Provided information ->
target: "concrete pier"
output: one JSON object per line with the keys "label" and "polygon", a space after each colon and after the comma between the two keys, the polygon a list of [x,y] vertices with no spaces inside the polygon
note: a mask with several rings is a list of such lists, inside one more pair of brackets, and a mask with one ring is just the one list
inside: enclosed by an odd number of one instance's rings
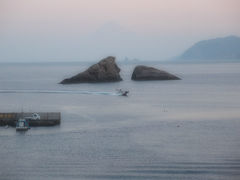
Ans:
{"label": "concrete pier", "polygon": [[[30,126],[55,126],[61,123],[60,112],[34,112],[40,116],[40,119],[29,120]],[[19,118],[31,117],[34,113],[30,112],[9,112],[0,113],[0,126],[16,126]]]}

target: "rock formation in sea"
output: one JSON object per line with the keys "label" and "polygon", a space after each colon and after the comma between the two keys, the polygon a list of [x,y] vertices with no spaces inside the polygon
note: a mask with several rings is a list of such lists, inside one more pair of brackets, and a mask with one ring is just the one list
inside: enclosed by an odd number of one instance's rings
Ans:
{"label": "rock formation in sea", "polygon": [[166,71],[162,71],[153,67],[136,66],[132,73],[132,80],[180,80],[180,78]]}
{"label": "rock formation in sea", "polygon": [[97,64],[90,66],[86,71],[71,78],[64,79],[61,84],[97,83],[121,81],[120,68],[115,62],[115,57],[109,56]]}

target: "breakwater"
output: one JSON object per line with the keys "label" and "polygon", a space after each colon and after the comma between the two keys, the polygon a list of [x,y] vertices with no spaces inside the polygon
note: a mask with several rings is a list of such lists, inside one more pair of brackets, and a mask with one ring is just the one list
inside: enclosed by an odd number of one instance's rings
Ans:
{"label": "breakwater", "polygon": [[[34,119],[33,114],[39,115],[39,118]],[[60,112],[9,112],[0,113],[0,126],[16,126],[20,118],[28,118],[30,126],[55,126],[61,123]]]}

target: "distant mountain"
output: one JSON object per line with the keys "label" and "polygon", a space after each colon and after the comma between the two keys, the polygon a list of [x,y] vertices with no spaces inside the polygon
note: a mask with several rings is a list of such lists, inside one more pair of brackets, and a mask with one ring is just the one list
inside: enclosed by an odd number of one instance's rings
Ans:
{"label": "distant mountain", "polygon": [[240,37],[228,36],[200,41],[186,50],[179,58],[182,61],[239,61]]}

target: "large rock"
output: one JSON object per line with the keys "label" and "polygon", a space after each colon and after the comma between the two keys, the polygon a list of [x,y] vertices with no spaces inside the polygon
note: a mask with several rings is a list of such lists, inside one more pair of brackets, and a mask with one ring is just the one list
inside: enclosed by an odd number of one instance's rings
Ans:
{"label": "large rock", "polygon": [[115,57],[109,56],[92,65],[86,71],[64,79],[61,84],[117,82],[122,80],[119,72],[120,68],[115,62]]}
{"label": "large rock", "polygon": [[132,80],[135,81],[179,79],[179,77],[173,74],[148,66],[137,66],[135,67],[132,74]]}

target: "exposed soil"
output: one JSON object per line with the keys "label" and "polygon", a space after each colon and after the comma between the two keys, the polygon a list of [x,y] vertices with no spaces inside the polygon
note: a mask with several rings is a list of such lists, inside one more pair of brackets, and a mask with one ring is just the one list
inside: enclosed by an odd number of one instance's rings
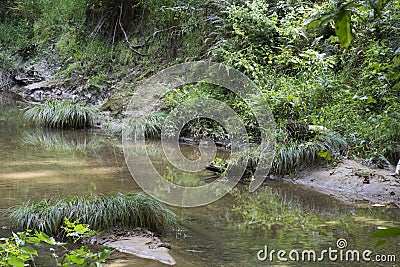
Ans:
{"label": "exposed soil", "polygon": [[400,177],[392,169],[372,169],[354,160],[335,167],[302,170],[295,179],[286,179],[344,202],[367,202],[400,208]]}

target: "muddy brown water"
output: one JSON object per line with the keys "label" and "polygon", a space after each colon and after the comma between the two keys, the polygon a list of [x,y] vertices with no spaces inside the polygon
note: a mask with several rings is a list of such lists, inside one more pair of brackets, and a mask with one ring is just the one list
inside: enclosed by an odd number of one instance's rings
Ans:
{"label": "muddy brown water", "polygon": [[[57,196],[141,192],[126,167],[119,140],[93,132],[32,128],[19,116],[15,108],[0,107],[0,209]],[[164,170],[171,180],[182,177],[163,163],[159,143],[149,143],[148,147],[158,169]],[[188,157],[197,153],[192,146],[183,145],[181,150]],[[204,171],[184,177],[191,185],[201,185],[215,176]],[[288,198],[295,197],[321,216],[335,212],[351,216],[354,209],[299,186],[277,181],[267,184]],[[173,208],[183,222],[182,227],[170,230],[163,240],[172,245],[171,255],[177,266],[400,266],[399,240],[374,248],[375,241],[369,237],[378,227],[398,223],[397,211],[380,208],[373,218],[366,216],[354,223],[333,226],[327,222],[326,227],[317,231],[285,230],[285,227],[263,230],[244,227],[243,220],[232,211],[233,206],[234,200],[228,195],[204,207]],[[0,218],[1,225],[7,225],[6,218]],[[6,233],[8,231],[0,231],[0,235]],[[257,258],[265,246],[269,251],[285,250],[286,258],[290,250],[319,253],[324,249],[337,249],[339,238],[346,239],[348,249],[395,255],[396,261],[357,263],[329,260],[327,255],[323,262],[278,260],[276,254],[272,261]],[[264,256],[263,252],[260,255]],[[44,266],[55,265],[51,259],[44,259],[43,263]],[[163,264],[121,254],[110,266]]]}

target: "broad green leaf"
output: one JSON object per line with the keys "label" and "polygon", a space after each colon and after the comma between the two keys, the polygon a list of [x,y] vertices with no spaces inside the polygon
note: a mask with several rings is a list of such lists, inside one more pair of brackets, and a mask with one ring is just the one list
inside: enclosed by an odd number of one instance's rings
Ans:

...

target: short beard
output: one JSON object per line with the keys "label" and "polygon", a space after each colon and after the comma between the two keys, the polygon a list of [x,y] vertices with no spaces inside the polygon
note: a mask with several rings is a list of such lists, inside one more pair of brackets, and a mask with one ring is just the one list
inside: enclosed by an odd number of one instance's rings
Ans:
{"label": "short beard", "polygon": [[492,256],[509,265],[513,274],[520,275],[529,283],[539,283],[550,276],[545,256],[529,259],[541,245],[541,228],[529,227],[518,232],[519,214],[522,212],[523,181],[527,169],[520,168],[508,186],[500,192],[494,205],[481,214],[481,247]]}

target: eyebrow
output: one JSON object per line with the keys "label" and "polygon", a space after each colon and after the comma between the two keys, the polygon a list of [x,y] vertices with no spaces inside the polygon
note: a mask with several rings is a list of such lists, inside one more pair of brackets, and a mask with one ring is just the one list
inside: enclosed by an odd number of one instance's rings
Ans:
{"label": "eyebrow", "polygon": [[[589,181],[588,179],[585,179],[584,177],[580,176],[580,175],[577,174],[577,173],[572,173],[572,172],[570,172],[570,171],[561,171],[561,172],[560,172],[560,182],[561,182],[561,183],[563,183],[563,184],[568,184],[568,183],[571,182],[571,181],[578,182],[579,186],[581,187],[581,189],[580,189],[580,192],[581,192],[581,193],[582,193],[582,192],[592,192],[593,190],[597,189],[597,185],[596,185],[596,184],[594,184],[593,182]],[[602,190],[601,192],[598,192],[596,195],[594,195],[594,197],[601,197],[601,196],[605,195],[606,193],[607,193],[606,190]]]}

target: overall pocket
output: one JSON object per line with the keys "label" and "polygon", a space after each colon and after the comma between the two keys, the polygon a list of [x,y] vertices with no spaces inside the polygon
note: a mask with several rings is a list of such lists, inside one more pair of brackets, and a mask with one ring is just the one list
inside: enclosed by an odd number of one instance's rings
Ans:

...

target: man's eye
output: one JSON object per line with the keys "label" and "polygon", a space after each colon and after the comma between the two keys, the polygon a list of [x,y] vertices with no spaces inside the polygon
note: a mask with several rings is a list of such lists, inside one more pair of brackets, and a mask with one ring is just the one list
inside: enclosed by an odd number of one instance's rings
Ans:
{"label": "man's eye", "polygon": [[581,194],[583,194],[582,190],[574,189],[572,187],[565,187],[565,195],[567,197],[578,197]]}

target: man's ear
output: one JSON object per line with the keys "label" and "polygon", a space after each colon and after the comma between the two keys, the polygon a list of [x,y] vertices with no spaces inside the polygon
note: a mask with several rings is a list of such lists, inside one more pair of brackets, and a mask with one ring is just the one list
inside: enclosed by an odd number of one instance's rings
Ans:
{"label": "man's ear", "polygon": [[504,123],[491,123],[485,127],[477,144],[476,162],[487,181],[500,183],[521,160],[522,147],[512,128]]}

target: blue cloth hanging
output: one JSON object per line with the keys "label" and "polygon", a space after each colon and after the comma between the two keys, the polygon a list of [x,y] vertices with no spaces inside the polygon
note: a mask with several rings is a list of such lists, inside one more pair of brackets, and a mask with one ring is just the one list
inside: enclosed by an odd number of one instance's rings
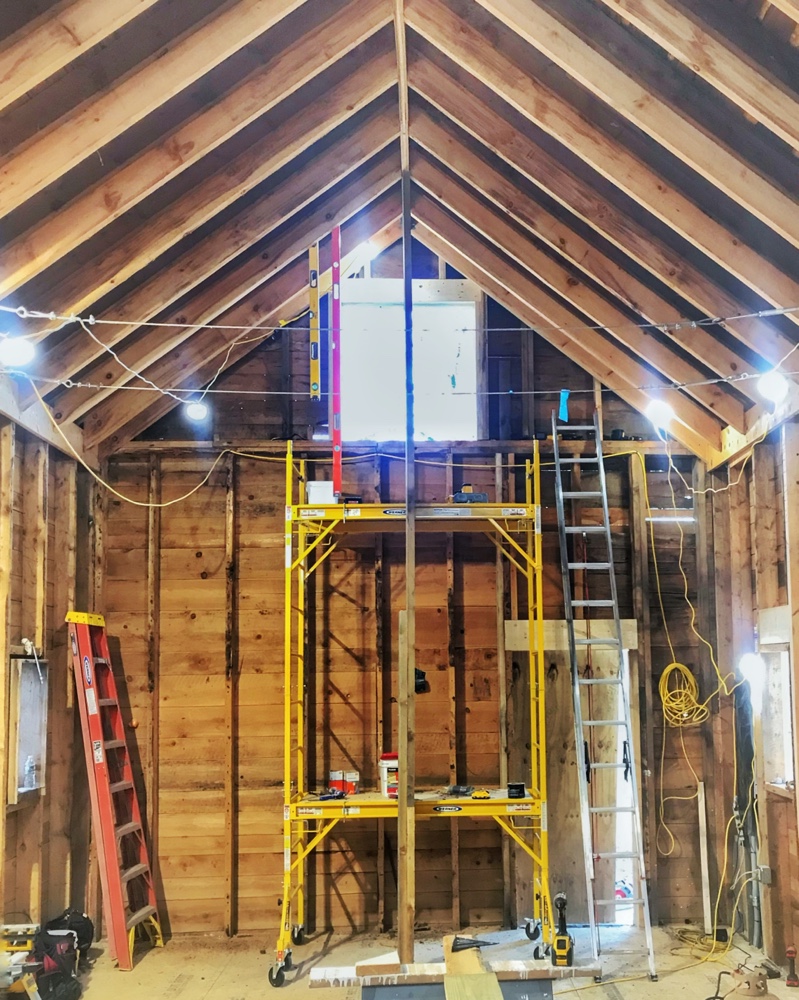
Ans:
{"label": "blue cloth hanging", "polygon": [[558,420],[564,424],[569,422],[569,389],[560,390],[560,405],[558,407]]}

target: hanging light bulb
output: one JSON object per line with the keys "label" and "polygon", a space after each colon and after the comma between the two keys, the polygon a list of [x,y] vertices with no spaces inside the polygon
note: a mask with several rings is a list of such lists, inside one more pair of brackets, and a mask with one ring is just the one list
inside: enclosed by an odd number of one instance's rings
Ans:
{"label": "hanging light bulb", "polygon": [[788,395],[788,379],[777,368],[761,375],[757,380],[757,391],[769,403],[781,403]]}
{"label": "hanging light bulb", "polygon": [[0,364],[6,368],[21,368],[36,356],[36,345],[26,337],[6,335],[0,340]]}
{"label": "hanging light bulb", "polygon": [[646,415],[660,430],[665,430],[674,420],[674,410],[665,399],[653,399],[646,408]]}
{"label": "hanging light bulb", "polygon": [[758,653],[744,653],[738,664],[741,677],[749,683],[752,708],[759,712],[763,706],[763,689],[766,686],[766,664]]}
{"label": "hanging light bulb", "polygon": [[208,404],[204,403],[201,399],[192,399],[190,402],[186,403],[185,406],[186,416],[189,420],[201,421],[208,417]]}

Problem statement -> Please give back exactly the lines of this listing beginning at the line with "target: man's eye" and ending with the line with "target: man's ear", both included, and nothing else.

Exercise solution ->
target: man's eye
output: one JSON object per line with the keys "label" and "polygon", a space after each colon and after the comma between the two keys, the polygon a list of [x,y] vertices with no spaces inside the polygon
note: a mask with several rings is a list of such lists, inside one more pair of brackets, and a mask with one ring is just the one list
inside: enclosed by an odd number of one instance's rings
Ans:
{"label": "man's eye", "polygon": [[581,194],[583,194],[582,190],[574,189],[572,187],[565,187],[565,195],[567,197],[578,197]]}

target: man's ear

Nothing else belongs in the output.